▶ LIST OF TASKS:
1. In the blog post about Pope Francis, on which website did Jim Wallis publish the editorial that quoted the new pope?
2. Show each line of the listing that contains the string "horizon". Matching is case-sensitive.

Pope Francis Calls Out the Church

Pope Francis Calls Out the Church March 14, 2013

Only a day into his papacy, and I’ve got to admit, Pope Francis has my attention. In an editorial piece on the Sojourners website today, Jim Wallis cited a surprising and very heartening quote from the new pontiff, especially for those looking in from the outside as non-Catholics. Here’s an excerpt from one of his first public addresses:

“We have to avoid the spiritual sickness of a self-referential church. It’s true that when you get out into the street, as happens to every man and woman, there can be accidents. However, if the church remains closed in on itself, self-referential, it gets old. Between a church that suffers accidents in the street, and a church that’s sick because it’s self-referential, I have no doubts about preferring the former.”

What is most exciting to me is that this statement could just as easily been given by one of the current missional church leaders, leading the way to major changes in the protestant church. Whether it’s sexual scandal, collective and cultural doubt, internal division or dwindling numbers, it’s easy to turn in on ourselves when things are tough, endeavoring to protect and preserve what we have left. But Pope Francis rightly calls us out of that way of thinking, instead taking willing risks by focusing outward. He even acknowledges that we’ll screw up, probably more than once. Even so, he’d rather be the head of an imperfect church whose mission is focused on those beyond the walls, rather than one who seeks to appear strong or blameless at the cost of vulnerability and transparency.

▶ RECORDS PROVIDED:
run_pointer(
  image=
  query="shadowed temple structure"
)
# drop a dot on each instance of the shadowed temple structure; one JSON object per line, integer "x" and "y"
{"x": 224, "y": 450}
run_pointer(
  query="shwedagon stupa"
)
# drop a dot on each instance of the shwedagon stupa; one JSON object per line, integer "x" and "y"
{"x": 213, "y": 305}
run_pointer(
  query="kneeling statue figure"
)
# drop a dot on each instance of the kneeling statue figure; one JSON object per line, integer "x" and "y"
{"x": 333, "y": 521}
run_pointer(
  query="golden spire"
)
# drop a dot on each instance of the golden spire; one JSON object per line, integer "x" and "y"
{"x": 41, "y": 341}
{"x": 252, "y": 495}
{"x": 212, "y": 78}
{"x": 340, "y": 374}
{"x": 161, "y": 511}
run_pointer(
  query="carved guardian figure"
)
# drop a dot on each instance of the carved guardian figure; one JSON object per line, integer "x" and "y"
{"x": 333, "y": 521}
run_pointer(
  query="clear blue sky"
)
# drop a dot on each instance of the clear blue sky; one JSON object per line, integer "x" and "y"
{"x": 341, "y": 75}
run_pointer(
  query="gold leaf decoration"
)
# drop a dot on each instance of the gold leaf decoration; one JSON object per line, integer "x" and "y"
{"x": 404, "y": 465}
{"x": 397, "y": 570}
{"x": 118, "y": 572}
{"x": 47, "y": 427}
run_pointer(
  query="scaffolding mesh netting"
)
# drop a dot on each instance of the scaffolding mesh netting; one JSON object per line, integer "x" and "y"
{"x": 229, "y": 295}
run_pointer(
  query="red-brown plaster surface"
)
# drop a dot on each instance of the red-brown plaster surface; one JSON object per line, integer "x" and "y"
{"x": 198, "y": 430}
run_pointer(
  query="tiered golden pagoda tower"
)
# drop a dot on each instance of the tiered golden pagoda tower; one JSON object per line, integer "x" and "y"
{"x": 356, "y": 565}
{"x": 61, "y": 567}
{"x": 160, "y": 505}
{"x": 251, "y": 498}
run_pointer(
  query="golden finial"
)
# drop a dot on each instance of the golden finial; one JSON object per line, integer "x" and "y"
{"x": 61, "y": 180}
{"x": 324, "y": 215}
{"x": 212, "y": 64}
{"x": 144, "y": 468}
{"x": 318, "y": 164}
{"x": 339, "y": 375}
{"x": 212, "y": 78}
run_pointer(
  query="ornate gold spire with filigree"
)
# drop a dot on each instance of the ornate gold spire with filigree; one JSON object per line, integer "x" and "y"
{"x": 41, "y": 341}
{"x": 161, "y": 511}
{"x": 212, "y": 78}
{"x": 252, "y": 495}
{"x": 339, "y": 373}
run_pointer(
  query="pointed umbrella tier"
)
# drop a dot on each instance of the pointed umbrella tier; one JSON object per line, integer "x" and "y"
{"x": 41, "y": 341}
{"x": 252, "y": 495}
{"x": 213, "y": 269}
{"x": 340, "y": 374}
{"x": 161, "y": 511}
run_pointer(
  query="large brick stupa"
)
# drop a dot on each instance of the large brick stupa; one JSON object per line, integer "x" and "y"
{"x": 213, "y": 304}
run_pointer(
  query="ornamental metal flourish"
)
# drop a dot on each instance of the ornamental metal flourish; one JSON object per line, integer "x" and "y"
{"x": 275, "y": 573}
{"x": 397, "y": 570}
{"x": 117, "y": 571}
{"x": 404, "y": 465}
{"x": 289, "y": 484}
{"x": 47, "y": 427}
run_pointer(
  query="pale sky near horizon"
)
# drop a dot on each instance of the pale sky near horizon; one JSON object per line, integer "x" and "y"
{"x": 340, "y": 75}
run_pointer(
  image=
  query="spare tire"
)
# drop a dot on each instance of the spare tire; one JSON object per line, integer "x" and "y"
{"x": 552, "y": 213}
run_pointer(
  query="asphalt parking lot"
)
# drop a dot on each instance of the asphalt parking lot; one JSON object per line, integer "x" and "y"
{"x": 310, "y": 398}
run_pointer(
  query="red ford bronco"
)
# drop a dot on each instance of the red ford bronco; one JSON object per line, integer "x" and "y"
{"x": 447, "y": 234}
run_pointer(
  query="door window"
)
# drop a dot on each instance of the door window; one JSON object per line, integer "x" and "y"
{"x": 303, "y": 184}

▶ SOLUTIONS TO THE TASKS:
1. The Sojourners website.

2.
  query="pale sky near horizon"
# drop a dot on each instance of the pale sky near horizon; one JSON object per line, integer "x" and "y"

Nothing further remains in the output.